[Task]
Turn every line of the records below into a JSON list of strings, one string per line, with blank lines skipped and the pictures left out.
------ Task data
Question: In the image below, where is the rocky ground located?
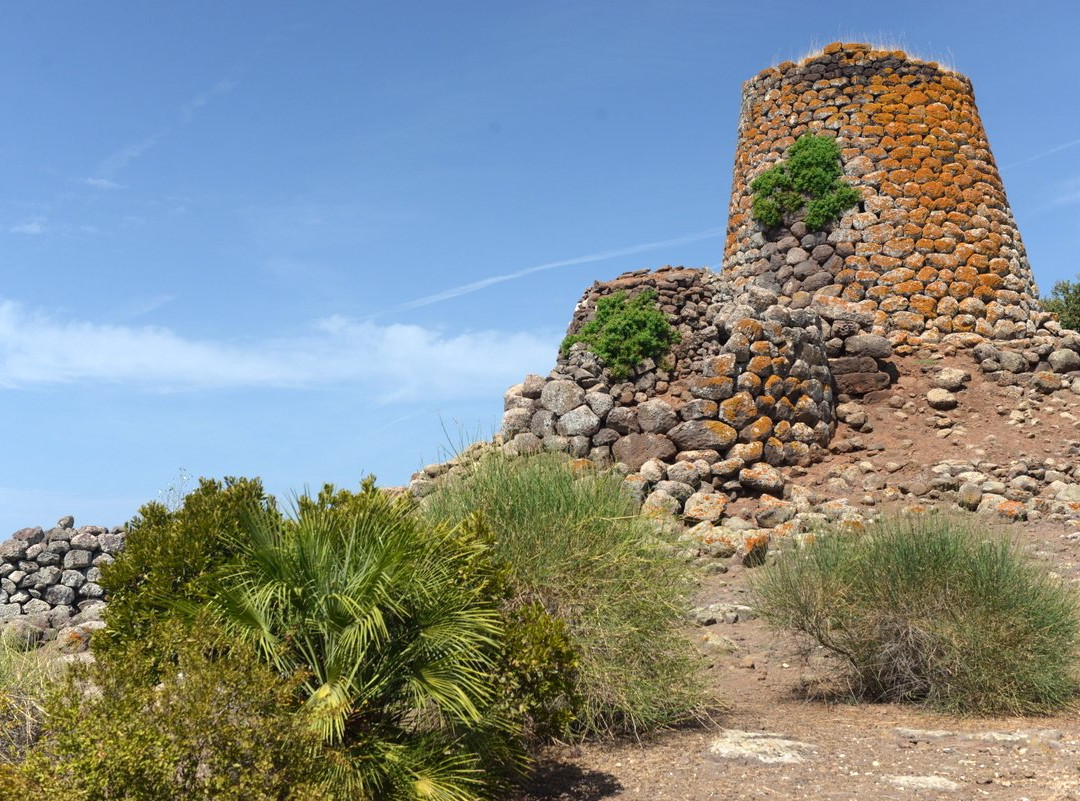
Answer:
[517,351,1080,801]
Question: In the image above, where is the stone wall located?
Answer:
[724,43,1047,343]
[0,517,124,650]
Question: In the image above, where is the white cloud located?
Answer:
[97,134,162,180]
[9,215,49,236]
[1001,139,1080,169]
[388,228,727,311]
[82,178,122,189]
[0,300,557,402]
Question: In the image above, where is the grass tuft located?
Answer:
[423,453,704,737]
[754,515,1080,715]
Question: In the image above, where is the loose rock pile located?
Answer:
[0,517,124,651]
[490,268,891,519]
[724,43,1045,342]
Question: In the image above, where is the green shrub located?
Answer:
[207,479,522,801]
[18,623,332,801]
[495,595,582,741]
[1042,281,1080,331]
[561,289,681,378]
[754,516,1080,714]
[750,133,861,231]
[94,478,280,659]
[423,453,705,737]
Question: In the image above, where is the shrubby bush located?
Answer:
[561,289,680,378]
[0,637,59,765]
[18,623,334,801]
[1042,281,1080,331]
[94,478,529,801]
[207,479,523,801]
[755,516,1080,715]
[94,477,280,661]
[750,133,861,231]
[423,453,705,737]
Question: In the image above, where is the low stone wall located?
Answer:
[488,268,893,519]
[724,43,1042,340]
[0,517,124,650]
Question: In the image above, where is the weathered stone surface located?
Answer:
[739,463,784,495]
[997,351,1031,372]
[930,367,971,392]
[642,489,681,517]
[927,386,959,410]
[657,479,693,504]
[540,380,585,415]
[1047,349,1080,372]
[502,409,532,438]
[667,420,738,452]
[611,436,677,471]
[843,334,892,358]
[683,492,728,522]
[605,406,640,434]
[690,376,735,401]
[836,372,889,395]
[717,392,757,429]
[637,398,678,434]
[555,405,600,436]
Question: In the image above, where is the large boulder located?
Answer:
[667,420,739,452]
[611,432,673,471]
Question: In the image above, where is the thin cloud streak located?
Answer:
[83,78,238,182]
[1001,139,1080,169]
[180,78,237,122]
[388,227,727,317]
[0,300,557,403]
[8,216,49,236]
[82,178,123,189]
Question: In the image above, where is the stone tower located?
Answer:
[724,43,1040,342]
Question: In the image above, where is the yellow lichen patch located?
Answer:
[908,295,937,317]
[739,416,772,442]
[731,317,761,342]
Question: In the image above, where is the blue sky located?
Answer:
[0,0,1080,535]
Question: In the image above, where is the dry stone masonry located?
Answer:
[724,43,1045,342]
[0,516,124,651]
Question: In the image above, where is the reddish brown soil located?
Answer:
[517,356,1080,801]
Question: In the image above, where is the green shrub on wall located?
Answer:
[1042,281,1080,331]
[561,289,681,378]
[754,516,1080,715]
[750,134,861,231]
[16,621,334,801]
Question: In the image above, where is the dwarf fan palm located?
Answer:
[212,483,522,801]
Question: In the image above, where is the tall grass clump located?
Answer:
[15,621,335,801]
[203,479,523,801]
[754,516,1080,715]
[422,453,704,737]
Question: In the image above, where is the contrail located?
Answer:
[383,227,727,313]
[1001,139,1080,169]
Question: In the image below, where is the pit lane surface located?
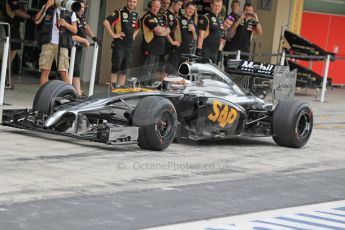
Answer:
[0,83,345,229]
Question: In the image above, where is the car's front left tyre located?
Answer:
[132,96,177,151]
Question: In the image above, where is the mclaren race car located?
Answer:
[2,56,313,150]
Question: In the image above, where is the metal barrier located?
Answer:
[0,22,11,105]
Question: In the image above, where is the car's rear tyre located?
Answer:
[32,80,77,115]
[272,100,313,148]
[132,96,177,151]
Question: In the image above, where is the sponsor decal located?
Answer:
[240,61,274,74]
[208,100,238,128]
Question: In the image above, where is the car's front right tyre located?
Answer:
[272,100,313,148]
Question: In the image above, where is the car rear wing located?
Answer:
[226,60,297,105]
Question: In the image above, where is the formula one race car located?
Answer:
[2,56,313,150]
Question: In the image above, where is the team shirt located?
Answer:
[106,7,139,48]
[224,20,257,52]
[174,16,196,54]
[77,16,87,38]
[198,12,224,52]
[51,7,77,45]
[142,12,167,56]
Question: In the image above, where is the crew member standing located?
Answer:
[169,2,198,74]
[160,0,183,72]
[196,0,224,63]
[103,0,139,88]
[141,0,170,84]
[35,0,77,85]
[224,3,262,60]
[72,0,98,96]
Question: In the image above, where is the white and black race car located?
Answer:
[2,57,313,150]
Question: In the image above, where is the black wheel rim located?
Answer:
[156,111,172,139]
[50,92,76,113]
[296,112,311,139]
------------
[Solution to this problem]
[
  "Question: In the image below, where is the rocky ground located?",
  "Answer:",
  "[517,351,1080,801]",
  "Question: In the image above, where is the stone wall located?",
  "Answer:",
  "[724,43,1047,343]",
  "[0,517,124,650]",
  "Question: In the image above, where is the white cloud located?",
  "Answer:",
  "[97,134,162,180]",
  "[9,215,49,236]",
  "[1001,139,1080,169]",
  "[388,228,727,311]",
  "[82,178,122,189]",
  "[0,300,557,402]",
  "Question: In the image above, where is the grass tuft located?",
  "Answer:",
  "[423,453,704,737]",
  "[754,515,1080,715]",
  "Question: In the image above, where is the loose rock pile located?",
  "Answer:",
  "[0,517,124,651]",
  "[490,268,891,519]",
  "[724,43,1045,342]",
  "Question: In the image above, where is the green shrub located?",
  "Answer:",
  "[207,479,522,801]",
  "[18,623,332,801]",
  "[495,595,582,741]",
  "[1042,281,1080,331]",
  "[561,289,681,378]",
  "[754,516,1080,714]",
  "[750,133,861,231]",
  "[94,478,280,659]",
  "[423,453,705,737]",
  "Question: In the image above, where is the shrubby bush located?",
  "Answer:",
  "[561,289,680,378]",
  "[0,637,59,765]",
  "[18,623,334,801]",
  "[1042,281,1080,331]",
  "[94,478,529,801]",
  "[207,479,523,801]",
  "[755,516,1080,715]",
  "[94,477,280,661]",
  "[750,133,861,231]",
  "[423,453,705,737]",
  "Question: In the image above, where is the low stone wall located?",
  "Answer:",
  "[488,268,893,519]",
  "[724,43,1042,340]",
  "[0,517,124,650]",
  "Question: In the image above, where is the weathered stone surface located?",
  "Answer:",
  "[739,463,784,495]",
  "[997,351,1031,372]",
  "[930,367,971,392]",
  "[642,489,681,517]",
  "[927,386,959,410]",
  "[657,479,693,504]",
  "[540,380,585,415]",
  "[1047,349,1080,372]",
  "[502,409,532,438]",
  "[667,420,738,452]",
  "[611,436,677,471]",
  "[843,334,892,358]",
  "[683,492,728,522]",
  "[605,406,640,434]",
  "[690,376,735,401]",
  "[836,372,889,395]",
  "[717,392,757,429]",
  "[637,398,678,434]",
  "[555,405,600,436]",
  "Question: In the image above, where is the large boulder located?",
  "Answer:",
  "[667,420,739,452]",
  "[611,432,673,471]",
  "Question: In the image above, where is the thin cloud streak located?",
  "Answer:",
  "[83,78,238,182]",
  "[1001,139,1080,169]",
  "[180,78,237,122]",
  "[388,227,727,317]",
  "[0,300,557,403]",
  "[8,216,49,236]",
  "[82,178,123,189]",
  "Question: In the image above, where is the stone tower located?",
  "Answer:",
  "[724,43,1040,342]",
  "Question: In the image above, where is the yellow lichen patch located?",
  "Answer:",
  "[908,295,937,317]",
  "[739,416,772,442]",
  "[731,317,761,342]",
  "Question: In the image above, where is the blue sky located?",
  "Answer:",
  "[0,0,1080,535]",
  "Question: In the image above, where is the dry stone masonry located?",
  "Answer:",
  "[724,43,1045,342]",
  "[0,516,124,651]",
  "Question: In the image above, where is the reddish brown soil located?",
  "Answer:",
  "[517,356,1080,801]",
  "Question: In the image above, where is the green shrub on wall located?",
  "Answer:",
  "[1042,281,1080,331]",
  "[561,289,681,378]",
  "[754,516,1080,715]",
  "[750,134,861,231]",
  "[16,621,334,801]",
  "Question: In the image above, where is the dwarf fan palm located?",
  "Answer:",
  "[212,483,522,801]",
  "Question: In the image above, where is the tall grass clump located?",
  "Answer:",
  "[15,621,335,801]",
  "[203,479,523,801]",
  "[754,516,1080,715]",
  "[422,453,704,737]",
  "Question: In the image above, where is the contrail located?",
  "Answer:",
  "[383,227,727,313]",
  "[1001,139,1080,169]",
  "Question: In the image below, where is the pit lane surface located?",
  "Answer:",
  "[0,83,345,229]",
  "Question: In the image above, where is the car's front left tyre located?",
  "Answer:",
  "[132,96,177,151]",
  "Question: In the image above, where is the mclaren race car located?",
  "Answer:",
  "[2,56,313,150]",
  "Question: In the image above, where is the metal barrier located?",
  "Answer:",
  "[0,22,11,105]",
  "Question: In the image above, where is the car's rear tyre located?",
  "Answer:",
  "[32,80,77,115]",
  "[272,100,313,148]",
  "[132,96,177,151]",
  "Question: In the image above, where is the sponsor decal located?",
  "Answer:",
  "[240,61,274,74]",
  "[208,100,238,128]",
  "Question: In the image above, where is the car's front right tyre located?",
  "Answer:",
  "[272,100,313,148]",
  "Question: In the image above, where is the car rear wing located?",
  "Answer:",
  "[226,60,297,105]",
  "Question: In the image above, where is the formula one race car located?",
  "Answer:",
  "[2,56,313,150]",
  "Question: In the image above, where is the team shirt located?",
  "Answer:",
  "[106,7,139,48]",
  "[224,20,257,52]",
  "[174,16,196,54]",
  "[77,16,87,38]",
  "[198,12,224,52]",
  "[51,7,77,45]",
  "[142,12,167,56]",
  "Question: In the image above, where is the crew member standing located?",
  "Answer:",
  "[169,2,198,74]",
  "[160,0,183,72]",
  "[196,0,224,63]",
  "[103,0,139,88]",
  "[141,0,170,84]",
  "[35,0,77,85]",
  "[224,3,262,60]",
  "[72,0,98,96]",
  "Question: In the image above, where is the white and black race car located?",
  "Answer:",
  "[2,57,313,150]",
  "Question: In the image above, where is the black wheel rim located?",
  "Answer:",
  "[156,111,172,139]",
  "[50,92,76,113]",
  "[296,112,311,139]"
]